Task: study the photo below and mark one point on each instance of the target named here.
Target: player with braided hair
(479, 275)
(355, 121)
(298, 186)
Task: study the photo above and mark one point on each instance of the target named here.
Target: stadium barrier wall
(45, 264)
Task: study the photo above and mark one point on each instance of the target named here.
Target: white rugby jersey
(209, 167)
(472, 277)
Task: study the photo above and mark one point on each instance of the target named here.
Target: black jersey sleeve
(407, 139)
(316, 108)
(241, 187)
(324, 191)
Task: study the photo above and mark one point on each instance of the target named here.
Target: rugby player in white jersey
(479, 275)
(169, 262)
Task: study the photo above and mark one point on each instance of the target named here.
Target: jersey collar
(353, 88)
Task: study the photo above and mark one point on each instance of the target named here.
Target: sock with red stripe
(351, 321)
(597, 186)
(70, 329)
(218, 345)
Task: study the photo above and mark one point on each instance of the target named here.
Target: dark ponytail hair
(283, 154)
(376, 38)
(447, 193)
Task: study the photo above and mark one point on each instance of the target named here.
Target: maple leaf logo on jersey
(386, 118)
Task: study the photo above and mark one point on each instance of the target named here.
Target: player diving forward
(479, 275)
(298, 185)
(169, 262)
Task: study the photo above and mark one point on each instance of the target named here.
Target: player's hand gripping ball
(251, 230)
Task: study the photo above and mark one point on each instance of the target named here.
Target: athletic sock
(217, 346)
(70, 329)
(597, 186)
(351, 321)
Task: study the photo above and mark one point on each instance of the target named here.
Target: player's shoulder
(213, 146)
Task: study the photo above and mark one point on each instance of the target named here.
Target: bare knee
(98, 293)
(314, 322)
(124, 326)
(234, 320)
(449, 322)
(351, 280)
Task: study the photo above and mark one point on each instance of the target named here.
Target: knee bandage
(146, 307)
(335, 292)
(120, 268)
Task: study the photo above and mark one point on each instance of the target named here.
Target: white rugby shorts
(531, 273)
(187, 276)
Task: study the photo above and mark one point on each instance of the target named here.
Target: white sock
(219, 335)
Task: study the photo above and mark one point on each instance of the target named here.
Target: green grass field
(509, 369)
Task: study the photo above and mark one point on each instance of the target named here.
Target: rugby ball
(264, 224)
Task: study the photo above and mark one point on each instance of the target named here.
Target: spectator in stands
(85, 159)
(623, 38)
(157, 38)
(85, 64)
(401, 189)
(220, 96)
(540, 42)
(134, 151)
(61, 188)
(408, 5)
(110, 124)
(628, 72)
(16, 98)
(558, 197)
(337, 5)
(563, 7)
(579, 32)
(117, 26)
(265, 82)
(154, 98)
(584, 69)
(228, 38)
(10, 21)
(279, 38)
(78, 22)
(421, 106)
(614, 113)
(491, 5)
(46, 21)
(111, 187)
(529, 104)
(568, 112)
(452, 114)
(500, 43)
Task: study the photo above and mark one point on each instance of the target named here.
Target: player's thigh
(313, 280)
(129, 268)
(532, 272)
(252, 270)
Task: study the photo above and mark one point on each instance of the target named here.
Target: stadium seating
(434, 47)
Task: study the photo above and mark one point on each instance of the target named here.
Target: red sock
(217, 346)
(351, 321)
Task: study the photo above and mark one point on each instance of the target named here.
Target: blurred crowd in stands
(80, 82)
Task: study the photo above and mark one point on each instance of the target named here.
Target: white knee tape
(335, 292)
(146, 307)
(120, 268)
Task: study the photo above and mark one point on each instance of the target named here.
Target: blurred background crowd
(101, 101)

WHAT IS REQUIRED
Produce an exact copy of all the records.

WRITTEN ANSWER
Task: study the photo below and mark one point on each instance of the target named here.
Target: player with braided hair
(479, 275)
(355, 121)
(298, 186)
Task: study the photo above and mark one point on each instance of the target named here.
Target: stadium barrier wall
(45, 264)
Task: study the photo above and mark one point on each instance of the target named here.
Target: white rugby jersey
(209, 167)
(472, 277)
Task: study the photo above and mark one point on each instance of the target named here.
Target: black jersey sleeve
(407, 139)
(316, 108)
(241, 187)
(324, 191)
Task: study the photo above and mark one point on each instance of the target named here.
Target: rugby player in white jersey
(479, 275)
(169, 262)
Task: study the photo above and mark one point on each instance of the target named here.
Target: jersey collar
(353, 88)
Task: study the photo above and mark one point on each instance of the target named here.
Target: sock with red stripe
(351, 321)
(597, 186)
(70, 329)
(218, 345)
Task: study the photo above and mark one point on each instance of the target named here.
Target: dark ponytail hair
(283, 154)
(376, 38)
(447, 193)
Task: study the photo above and mark one point on each instance of the target named here.
Target: maple leaf logo on jersey
(386, 118)
Task: study the photo above and mark one point on each instance of the target named here.
Target: player diving forward
(479, 275)
(298, 185)
(169, 262)
Task: study the photo above and mark one point on each instance of the target named here.
Target: player's hand gripping ball
(251, 230)
Task: study the photo above and mark one point on each instance of the target named here.
Target: athletic sock
(217, 346)
(70, 329)
(597, 186)
(351, 321)
Task: study the photo above and mark one point on each instance of the target named here.
Target: player's shoulder
(213, 146)
Task: study the photo above and mark one point on each instance of the target named here.
Target: bare knee
(98, 293)
(314, 322)
(124, 326)
(234, 320)
(449, 322)
(351, 280)
Task: study the photo above and mark one point on each instance of the target named here.
Target: knee bandage
(146, 307)
(335, 292)
(120, 268)
Task: study the photo above and mark one point on each instance of the target named here.
Target: white rugby shorts
(531, 273)
(187, 276)
Task: study the photo above and mark one point on each instance of the target named here.
Target: white sock
(219, 335)
Task: study the photo above and mark one point on each instance of the target named here.
Target: green grass field
(509, 369)
Task: study the photo above and mark one point on each instance of the target named here.
Target: rugby ball
(264, 224)
Task: study the photo above and mark one point on each instance of the target named here.
Target: spectator in stands
(85, 159)
(623, 38)
(157, 38)
(85, 64)
(401, 189)
(220, 96)
(540, 42)
(134, 151)
(61, 188)
(408, 5)
(110, 124)
(628, 72)
(16, 98)
(558, 197)
(337, 5)
(563, 7)
(579, 32)
(117, 26)
(265, 82)
(154, 98)
(584, 69)
(228, 38)
(10, 21)
(279, 38)
(78, 22)
(421, 106)
(614, 113)
(491, 5)
(46, 21)
(111, 187)
(529, 104)
(568, 112)
(452, 114)
(500, 43)
Task: study the photo above and mark one point on each instance of the target named here.
Target: player's thigh
(313, 280)
(129, 268)
(532, 272)
(252, 270)
Task: study the photo above and mark one point on each instance of the target named here.
Target: stadium seating
(434, 47)
Task: study the photo above and mark one point on each instance of the target named here.
Target: red sock
(217, 346)
(351, 321)
Task: study the photo above and mark one point on each instance of the target named here.
Target: blurred crowd in stands
(80, 82)
Task: study the photo above and mark one point on each instance of the target named here.
Target: white knee tape
(335, 292)
(146, 307)
(120, 268)
Task: study the photo above and mark one point on each instance of the target named here.
Target: blurred background crowd
(101, 101)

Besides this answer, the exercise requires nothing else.